(Collection entries)
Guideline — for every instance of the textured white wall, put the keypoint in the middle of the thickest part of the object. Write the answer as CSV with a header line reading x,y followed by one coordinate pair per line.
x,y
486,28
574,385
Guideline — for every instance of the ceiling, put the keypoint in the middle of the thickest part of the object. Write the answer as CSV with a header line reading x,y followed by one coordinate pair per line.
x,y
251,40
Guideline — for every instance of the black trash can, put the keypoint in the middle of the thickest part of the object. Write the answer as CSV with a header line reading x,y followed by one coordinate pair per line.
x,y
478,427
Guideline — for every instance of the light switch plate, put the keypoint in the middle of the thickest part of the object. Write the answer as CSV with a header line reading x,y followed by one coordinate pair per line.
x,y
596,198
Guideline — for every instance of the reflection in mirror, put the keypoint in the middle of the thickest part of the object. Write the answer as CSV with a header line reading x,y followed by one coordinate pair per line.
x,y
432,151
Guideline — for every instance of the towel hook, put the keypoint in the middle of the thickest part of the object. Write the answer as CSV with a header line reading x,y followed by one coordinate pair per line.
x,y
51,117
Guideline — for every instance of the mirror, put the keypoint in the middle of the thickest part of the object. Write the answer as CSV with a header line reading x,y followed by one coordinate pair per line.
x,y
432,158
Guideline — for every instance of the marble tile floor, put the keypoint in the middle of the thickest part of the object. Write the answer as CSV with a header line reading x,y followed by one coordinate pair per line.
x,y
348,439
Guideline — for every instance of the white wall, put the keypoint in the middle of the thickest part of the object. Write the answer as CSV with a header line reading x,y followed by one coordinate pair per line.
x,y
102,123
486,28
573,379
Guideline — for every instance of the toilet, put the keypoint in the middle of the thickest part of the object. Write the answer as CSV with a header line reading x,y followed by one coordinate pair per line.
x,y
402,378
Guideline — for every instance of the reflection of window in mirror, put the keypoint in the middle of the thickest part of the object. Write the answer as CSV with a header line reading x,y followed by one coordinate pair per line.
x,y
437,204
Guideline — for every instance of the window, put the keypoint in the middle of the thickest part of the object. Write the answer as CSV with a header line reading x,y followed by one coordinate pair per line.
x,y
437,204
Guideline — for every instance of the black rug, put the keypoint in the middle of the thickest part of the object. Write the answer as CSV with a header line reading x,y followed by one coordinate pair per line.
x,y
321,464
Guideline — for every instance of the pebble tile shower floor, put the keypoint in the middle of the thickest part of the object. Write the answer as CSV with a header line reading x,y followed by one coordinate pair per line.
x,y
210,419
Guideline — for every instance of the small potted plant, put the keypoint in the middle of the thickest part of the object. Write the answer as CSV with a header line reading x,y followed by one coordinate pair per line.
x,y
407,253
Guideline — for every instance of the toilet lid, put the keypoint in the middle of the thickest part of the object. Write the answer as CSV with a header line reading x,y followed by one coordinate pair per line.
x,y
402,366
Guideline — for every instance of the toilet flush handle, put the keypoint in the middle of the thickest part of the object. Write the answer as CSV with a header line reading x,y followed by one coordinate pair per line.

▶ [WHAT THE TASK REQUIRES]:
Retype all of the lines shown above, keeping each one exact.

▶ [EXERCISE RESPONSE]:
Guideline — for every instance of the textured white wall, put the keypoint in the middle of the thickest part of the object. Write the answer as CSV with a header line reading x,y followed by one coordinate pair per line.
x,y
486,28
574,385
Guideline — for every instance of the ceiling, put the keypoint in the middle of the thickest part of the object. Write the answer as CSV with a header line reading x,y followed by one coordinate pair per line.
x,y
251,40
Guideline — for every instance of the black trash can, put the keypoint in the middle of the thickest part of the object. Write the answer as CSV with a header line reading x,y followed by one coordinate pair per line.
x,y
478,427
Guideline — for every instance of the light switch plate, put the keypoint in the middle of the thickest part of the object. Write the answer as CSV with a header line reading x,y followed by one coordinate pair per line.
x,y
596,198
Guideline — for every instance of the reflection in mirror, put the keypoint in the middle of the thickest part of the object. Write the answer as CSV with a header line reading x,y followed by one coordinate pair per line.
x,y
432,151
Guideline — for every instance of the towel hook, put the keypoint in the middle of the thickest part of the object. Write the answer as CSV with a header line reading x,y followed by one coordinate pair per line.
x,y
51,117
Guideline — for every instance of the mirror, put the keypoint in the middle of the thickest part of the object. Write the answer as CSV with a header line reading x,y followed by one coordinate pair per line.
x,y
432,158
Guideline — for every instance of the marble tile floor, put the keypoint in the middle of the thickest part of the object. Write the answer as CSV with a header line reading x,y followed by one coordinate pair per line.
x,y
348,439
Guideline — for every instance of the white wall, put the keypoint in the middle of the thickest part of the object. Write the answer as CSV with a header line reading x,y followed by one coordinate pair per line.
x,y
102,123
486,28
573,379
Guideline — for every instance of the toilet, put the keypoint in the middle of the thickest part of the object. Write the answer as CSV with a header line reading x,y followed by one coordinate pair per line.
x,y
402,378
Guideline — for every instance of the reflection of window in mirror, put the keypoint in the middle of the thickest part of the object. Write the answer as CSV with a header line reading x,y followed by one coordinate pair per line.
x,y
437,204
Guideline — for every instance of the window, put the keypoint in the middle of the thickest part of the object. Write the answer as CSV with a header line reading x,y followed by one coordinate pair per line.
x,y
437,204
Guideline — for every instance of the black rug, put the keypoint in the middle of the thickest part of the object. Write the answer as CSV with a header line reading x,y followed by one coordinate pair per line.
x,y
321,464
Guideline — for every instance of the pebble tile shower floor, put the keypoint in the middle of the thickest part of the object. Write the answer as CSV with a header line reading x,y followed by one coordinate pair per line.
x,y
210,419
Guideline — for every instance of the small potted plant, put the keypoint in the middle of the thickest part of the object. Write the answer as CSV with a header line reading x,y followed by one coordinate pair per line.
x,y
407,253
Guideline — for every instance of the toilet lid, put the keypoint in the middle of the thickest part of the object. Write the answer as CSV with a header line reading x,y followed by one coordinate pair per line.
x,y
402,366
Guideline — for every instance of the toilet flush handle, put the keypoint in the middle of the thickest part of the object. Write the answer as CSV with a header line reading x,y followed by one coordinate pair per line.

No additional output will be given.